───── Exercise inputs

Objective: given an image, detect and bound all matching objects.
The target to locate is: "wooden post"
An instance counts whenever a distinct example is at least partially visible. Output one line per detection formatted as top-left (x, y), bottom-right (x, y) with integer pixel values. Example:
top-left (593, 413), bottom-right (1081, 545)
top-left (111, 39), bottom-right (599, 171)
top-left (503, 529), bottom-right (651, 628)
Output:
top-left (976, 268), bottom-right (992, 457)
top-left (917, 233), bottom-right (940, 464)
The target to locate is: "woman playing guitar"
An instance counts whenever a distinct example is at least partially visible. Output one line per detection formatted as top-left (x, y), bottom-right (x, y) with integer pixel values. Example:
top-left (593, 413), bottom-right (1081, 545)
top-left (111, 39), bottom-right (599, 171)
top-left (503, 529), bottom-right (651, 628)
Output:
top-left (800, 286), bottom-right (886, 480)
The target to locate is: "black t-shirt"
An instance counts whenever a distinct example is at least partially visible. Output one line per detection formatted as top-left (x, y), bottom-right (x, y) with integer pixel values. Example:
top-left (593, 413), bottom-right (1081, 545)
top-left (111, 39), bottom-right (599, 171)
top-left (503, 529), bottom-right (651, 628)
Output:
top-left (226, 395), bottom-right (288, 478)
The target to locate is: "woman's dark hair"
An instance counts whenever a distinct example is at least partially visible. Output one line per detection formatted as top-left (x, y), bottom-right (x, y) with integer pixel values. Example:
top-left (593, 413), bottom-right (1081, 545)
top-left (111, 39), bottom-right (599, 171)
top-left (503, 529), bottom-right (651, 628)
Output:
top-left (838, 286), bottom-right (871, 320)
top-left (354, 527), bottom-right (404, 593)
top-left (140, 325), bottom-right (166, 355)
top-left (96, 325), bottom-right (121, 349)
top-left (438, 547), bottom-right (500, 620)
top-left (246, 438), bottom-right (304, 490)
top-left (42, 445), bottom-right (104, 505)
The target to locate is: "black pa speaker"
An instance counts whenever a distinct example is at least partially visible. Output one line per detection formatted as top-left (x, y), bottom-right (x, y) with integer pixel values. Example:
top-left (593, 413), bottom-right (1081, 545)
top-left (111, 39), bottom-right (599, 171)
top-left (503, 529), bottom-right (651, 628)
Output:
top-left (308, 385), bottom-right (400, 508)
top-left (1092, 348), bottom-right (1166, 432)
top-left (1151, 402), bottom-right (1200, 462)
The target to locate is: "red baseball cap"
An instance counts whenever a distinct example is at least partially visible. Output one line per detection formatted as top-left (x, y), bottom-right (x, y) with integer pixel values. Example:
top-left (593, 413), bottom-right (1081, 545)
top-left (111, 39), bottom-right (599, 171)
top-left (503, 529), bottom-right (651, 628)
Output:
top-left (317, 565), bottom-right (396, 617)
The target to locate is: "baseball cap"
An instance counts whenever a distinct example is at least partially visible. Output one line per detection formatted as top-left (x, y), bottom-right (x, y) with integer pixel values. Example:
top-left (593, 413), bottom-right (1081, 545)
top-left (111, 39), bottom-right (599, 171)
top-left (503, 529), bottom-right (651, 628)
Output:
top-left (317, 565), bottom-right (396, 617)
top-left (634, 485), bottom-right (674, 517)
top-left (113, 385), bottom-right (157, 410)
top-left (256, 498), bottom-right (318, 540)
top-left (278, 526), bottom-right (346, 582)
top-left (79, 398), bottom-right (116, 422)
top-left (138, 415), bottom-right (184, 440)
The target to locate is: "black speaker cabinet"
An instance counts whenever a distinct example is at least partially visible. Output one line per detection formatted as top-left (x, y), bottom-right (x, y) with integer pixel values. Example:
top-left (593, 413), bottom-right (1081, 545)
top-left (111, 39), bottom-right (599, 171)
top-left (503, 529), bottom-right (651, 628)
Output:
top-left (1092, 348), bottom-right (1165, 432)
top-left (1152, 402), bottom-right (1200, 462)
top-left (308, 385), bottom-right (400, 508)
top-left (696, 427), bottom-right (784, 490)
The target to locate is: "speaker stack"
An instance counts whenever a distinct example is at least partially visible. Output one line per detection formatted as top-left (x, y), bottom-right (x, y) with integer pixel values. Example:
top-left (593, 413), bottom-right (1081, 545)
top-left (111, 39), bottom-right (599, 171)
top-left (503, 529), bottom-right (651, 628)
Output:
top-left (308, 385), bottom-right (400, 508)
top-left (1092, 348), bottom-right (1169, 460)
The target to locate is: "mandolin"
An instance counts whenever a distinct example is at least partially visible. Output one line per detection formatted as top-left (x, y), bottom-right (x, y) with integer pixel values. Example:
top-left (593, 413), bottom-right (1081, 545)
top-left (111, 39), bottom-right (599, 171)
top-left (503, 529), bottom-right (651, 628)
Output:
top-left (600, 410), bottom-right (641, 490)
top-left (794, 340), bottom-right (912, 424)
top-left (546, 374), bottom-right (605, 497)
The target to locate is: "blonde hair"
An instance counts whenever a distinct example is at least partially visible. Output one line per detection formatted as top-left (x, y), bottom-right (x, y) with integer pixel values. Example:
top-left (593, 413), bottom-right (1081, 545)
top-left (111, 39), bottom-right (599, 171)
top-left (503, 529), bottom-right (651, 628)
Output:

──────────

▶ [Stated problem]
List every line of the material above that contains the word "hair".

▶ [Correct answer]
The target to locate is: "woman's dark hair"
The target to locate is: "blonde hair"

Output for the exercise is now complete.